THE TASK »
Reproduce the lines of every entry below verbatim.
-- BEGIN SUPPLIED MATERIAL --
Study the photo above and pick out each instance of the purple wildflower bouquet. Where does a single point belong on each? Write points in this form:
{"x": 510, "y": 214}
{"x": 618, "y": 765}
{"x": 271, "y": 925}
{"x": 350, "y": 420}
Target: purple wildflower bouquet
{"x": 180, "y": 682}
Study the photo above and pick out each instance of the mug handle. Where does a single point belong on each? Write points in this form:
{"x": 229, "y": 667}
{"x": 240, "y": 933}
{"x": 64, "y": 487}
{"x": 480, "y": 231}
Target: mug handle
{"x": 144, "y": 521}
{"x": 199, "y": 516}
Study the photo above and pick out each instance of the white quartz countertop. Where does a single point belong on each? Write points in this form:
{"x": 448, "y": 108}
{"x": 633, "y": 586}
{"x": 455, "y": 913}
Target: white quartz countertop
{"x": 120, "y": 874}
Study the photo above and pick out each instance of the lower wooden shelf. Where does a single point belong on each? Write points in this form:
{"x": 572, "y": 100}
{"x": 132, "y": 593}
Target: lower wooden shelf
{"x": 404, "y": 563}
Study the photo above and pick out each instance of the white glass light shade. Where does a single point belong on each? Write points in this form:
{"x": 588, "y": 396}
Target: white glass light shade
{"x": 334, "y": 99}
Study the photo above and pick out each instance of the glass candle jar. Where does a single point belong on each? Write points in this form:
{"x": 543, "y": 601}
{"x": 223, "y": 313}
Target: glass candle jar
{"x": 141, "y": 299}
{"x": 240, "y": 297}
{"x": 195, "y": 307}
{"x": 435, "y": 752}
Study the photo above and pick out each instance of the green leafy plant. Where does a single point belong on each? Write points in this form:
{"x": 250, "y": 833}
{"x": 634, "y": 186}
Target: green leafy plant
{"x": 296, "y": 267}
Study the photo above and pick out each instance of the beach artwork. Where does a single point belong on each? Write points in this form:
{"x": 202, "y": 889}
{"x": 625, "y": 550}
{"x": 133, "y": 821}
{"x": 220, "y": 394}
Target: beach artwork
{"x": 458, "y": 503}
-- END SUPPLIED MATERIAL --
TASK ANSWER »
Study the photo above and pick out each instance of the purple wildflower bouquet. Where does a single point belong on each? Write points in this form:
{"x": 510, "y": 214}
{"x": 618, "y": 765}
{"x": 271, "y": 925}
{"x": 350, "y": 420}
Target: purple wildflower bouquet
{"x": 180, "y": 682}
Study the photo above and pick out each instance of the mug handle. Where does a single point belong on each? Write points in this form:
{"x": 229, "y": 667}
{"x": 240, "y": 933}
{"x": 64, "y": 487}
{"x": 480, "y": 231}
Target: mug handle
{"x": 144, "y": 521}
{"x": 199, "y": 516}
Study the photo above and pick out each instance of the white quartz countertop. Where does a single point belong on each? Write points in this form:
{"x": 448, "y": 108}
{"x": 633, "y": 586}
{"x": 455, "y": 913}
Target: white quartz countertop
{"x": 120, "y": 874}
Study the photo above and pick out each instance of the lower wooden shelf. Where does a single point belong on each? Write points in this form:
{"x": 572, "y": 100}
{"x": 132, "y": 593}
Target: lower wooden shelf
{"x": 404, "y": 563}
Study the photo above and pick out each instance of the white glass light shade. Where does a single point belong on each? Write points in this form:
{"x": 588, "y": 396}
Target: white glass light shade
{"x": 334, "y": 99}
Study the photo above and pick out each instance of the glass candle jar. Where does a single point belong on each? Write points in this form:
{"x": 543, "y": 601}
{"x": 223, "y": 313}
Target: glass candle jar
{"x": 141, "y": 299}
{"x": 240, "y": 297}
{"x": 195, "y": 307}
{"x": 435, "y": 752}
Study the photo above and pick out each instance of the green leafy plant. Where does a single point belong on each? Write points in this form:
{"x": 250, "y": 833}
{"x": 634, "y": 186}
Target: green leafy plant
{"x": 296, "y": 267}
Study the photo above and pick out each instance of the beach artwork. Where does a single point belong on each? Write points in this form:
{"x": 202, "y": 889}
{"x": 625, "y": 550}
{"x": 133, "y": 821}
{"x": 220, "y": 394}
Target: beach artwork
{"x": 458, "y": 503}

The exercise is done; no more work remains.